══ Text passage ══
Gone are the days when prisoners were given just bread and water behind bars. These days, inmates are served a variety of foods, but some are requesting a special diet to accommodate their religious beliefs.
"It's a very frustrating issue," said Senator Rob Bradley, who chairs the Appropriations Sub-Committee on Criminal and Civil Justice, which oversees the budget for the Department of Corrections.
Florida is now under federal court order to offer kosher meals to Jewish inmates -- which Bradley says will really add up.
"It's a little over $2 a meal for a regular prison meal and $7 for a kosher meal," said Bradley.
The Orange Park Republican says that can add up to more than $40 million a year, according to estimates provided by the DOC to Bradley.
"I am stunned by the numbers that it cost that much because that's taxpayer dollars that could be spent educating our kids, paying our teachers more, improving our roads and better medical care for Floridians," said Bradley.
Supporters of the recent court action say there really was no choice.
"Religious rights don't stop at the prison gate," said Chaplin Gary Friedman, who is chairman of Jewish Prisoner Services International.
Friedman says his home state of Washington has been offering kosher meals for years and that's the case in dozens of states.
═══
══ Provided material ══
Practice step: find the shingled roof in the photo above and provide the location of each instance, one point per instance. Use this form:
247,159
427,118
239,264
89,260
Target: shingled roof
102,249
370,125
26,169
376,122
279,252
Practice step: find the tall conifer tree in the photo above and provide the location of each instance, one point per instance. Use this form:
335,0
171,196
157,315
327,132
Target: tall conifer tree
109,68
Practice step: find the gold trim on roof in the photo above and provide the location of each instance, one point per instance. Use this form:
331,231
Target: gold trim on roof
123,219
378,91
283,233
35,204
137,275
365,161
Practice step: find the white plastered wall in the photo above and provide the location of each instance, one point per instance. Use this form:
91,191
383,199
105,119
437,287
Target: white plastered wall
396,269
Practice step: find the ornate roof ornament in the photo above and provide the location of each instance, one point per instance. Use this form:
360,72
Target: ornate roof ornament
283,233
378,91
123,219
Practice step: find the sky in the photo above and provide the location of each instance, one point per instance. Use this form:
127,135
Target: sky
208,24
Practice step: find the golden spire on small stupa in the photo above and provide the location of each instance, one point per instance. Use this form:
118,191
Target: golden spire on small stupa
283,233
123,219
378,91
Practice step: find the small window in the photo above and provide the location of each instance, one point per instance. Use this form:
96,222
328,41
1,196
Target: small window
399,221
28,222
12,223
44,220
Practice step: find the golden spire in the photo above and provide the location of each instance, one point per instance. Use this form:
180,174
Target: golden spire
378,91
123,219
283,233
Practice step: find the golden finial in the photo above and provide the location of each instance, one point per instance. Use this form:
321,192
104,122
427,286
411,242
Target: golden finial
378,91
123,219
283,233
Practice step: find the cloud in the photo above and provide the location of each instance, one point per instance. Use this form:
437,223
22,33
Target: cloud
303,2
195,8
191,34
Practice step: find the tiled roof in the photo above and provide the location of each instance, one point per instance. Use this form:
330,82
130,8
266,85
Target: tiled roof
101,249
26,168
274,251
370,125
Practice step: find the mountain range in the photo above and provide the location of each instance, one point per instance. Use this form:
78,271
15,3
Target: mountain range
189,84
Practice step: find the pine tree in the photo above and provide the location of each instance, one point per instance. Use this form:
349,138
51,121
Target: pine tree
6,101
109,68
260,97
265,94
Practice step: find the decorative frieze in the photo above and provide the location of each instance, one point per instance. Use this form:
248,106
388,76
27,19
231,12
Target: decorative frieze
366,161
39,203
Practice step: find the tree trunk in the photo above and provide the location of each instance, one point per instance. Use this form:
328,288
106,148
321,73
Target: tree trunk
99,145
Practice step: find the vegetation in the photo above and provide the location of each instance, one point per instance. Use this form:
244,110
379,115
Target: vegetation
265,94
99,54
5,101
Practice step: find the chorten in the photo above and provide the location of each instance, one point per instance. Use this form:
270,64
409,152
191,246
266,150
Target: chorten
═══
* **Work to complete**:
Transcribe the article on kosher meals in Florida prisons, starting at the words that have "The Orange Park" and stopping after "dozens of states.". The records are separate material and have no connection to the article.

* **Result for this exercise**:
The Orange Park Republican says that can add up to more than $40 million a year, according to estimates provided by the DOC to Bradley.
"I am stunned by the numbers that it cost that much because that's taxpayer dollars that could be spent educating our kids, paying our teachers more, improving our roads and better medical care for Floridians," said Bradley.
Supporters of the recent court action say there really was no choice.
"Religious rights don't stop at the prison gate," said Chaplin Gary Friedman, who is chairman of Jewish Prisoner Services International.
Friedman says his home state of Washington has been offering kosher meals for years and that's the case in dozens of states.